◆ WHAT TO WORK ON ◆
Set down all of the records exactly, leaving none out.

◆ DATA EXTRACT ◆
——

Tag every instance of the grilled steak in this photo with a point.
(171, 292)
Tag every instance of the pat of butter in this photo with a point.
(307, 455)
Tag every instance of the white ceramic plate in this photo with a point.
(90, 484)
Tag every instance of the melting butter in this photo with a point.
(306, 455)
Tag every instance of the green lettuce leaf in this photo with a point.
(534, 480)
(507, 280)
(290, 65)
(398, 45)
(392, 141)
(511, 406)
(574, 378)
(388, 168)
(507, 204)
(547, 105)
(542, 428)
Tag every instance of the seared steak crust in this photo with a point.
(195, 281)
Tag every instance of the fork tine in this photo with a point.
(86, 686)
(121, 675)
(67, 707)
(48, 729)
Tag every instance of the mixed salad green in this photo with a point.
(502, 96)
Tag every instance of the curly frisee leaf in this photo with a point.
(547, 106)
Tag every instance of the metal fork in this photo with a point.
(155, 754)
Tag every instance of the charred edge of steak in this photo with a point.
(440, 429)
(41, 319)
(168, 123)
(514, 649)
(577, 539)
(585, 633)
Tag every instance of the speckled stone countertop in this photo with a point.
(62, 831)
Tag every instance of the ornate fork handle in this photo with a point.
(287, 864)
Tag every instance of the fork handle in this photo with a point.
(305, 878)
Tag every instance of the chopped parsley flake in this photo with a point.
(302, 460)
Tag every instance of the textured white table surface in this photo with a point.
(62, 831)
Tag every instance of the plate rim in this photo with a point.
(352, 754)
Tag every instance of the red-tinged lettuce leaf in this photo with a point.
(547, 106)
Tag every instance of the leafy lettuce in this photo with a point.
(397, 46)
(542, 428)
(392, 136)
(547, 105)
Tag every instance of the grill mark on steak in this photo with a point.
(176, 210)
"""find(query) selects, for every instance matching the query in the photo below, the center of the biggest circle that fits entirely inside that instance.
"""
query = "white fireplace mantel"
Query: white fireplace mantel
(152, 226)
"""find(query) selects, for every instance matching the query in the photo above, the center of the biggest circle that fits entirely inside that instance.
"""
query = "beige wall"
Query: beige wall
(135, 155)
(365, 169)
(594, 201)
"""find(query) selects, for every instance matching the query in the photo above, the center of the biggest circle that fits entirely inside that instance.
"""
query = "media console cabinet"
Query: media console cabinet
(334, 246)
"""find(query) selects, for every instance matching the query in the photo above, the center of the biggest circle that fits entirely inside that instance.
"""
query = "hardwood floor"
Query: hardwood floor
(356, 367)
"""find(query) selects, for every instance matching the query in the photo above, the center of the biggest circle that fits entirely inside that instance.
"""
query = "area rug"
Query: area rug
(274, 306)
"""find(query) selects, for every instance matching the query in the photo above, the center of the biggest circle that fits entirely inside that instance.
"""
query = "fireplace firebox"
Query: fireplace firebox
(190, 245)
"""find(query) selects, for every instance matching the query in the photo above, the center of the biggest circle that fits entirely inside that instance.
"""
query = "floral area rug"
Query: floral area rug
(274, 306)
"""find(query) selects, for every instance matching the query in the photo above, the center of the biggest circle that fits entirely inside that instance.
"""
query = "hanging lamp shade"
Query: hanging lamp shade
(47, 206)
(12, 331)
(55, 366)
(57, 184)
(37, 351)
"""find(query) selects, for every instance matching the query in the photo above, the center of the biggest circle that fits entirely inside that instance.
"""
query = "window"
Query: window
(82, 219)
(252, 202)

——

◆ THE ANSWER ◆
Tag every instance of the grilled steak in this photo with a point.
(171, 292)
Tag every instance of the pat of butter in this photo with a point.
(307, 455)
Tag every instance of the white ceramic plate in this photo with a point.
(90, 484)
Tag every instance of the melting butter in this photo with a point.
(306, 455)
Tag every instance of the green lettuce leaf in this photo with a point.
(534, 480)
(507, 280)
(290, 65)
(398, 45)
(392, 141)
(511, 406)
(574, 378)
(388, 168)
(507, 204)
(547, 105)
(542, 428)
Tag every instance of the seared steak crust in this photo with a point.
(195, 281)
Tag every instance of the fork tine in this photo with a point.
(86, 686)
(121, 675)
(67, 707)
(48, 729)
Tag every instance of the mixed salad green in this photo with a point.
(502, 96)
Tag every instance of the curly frisee leaf in this photo with a point.
(547, 106)
Tag every instance of the metal fork in this photo with a point.
(155, 754)
Tag every instance of the charred edge of steak in this photo with a point.
(440, 429)
(41, 319)
(168, 123)
(514, 649)
(577, 539)
(585, 633)
Tag every instance of the speckled stone countertop in this photo with a point.
(62, 831)
Tag every instance of the ornate fork handle in this photo with a point.
(287, 864)
Tag every instance of the fork handle in this photo with a point.
(305, 878)
Tag every instance of the chopped parsley flake in this photo with a point.
(302, 460)
Tag every instance of the textured white table surface in this photo with a point.
(62, 831)
Tag every instance of the plate rim in this photo with a point.
(352, 754)
Tag every instance of the red-tinged lettuce leaf in this photo with a point.
(547, 106)
Tag every instance of the leafy lettuce in this photo with a point.
(397, 46)
(542, 428)
(392, 136)
(547, 105)
Tag every instance of the grill mark on steak in this photo with a point.
(176, 210)
"""find(query) selects, for every instance matching the query in the photo below, the center of the biggest circle that fits entirely inside that instance.
"""
query = "white fireplace mantel"
Query: white fireplace mantel
(152, 226)
"""find(query) selects, for every instance matching the query in the photo above, the center of the biggest circle that fits entirely inside that instance.
"""
query = "beige wall"
Query: beige wall
(135, 155)
(365, 169)
(594, 201)
"""find(query) selects, for every instance matching the query in the photo above, the center of the biggest circle that fits entirely inside that instance.
"""
query = "media console cabinet"
Query: media console cabinet
(334, 246)
"""find(query) selects, for every instance matching the query in the photo above, the center of the biggest circle that fits entirely inside that instance.
"""
query = "hardwood floor"
Query: hardwood floor
(356, 367)
"""find(query) selects, for every instance matching the query in the photo above, the center of the biggest circle that fits entirely inside that instance.
"""
query = "area rug"
Query: area rug
(274, 306)
"""find(query) selects, for every instance matching the query in the photo above, the center of the biggest circle that fits entirely inside that instance.
"""
query = "fireplace firebox"
Query: fireplace firebox
(190, 245)
"""find(query) selects, for every instance matching the query in the photo above, the center of the biggest circle that fits entirely inside that instance.
"""
query = "floral area rug"
Query: floral area rug
(274, 306)
"""find(query) selects, for every instance matching the query in the photo above, the center of the biggest circle that fits entirely inside that instance.
"""
query = "hanging lamp shade"
Query: hanging lamp shade
(47, 206)
(12, 331)
(55, 366)
(57, 184)
(37, 351)
"""find(query) selects, for every instance matching the query in the photo above, the center of the biggest circle that fits entirely inside that instance.
"""
query = "window"
Query: window
(82, 219)
(252, 202)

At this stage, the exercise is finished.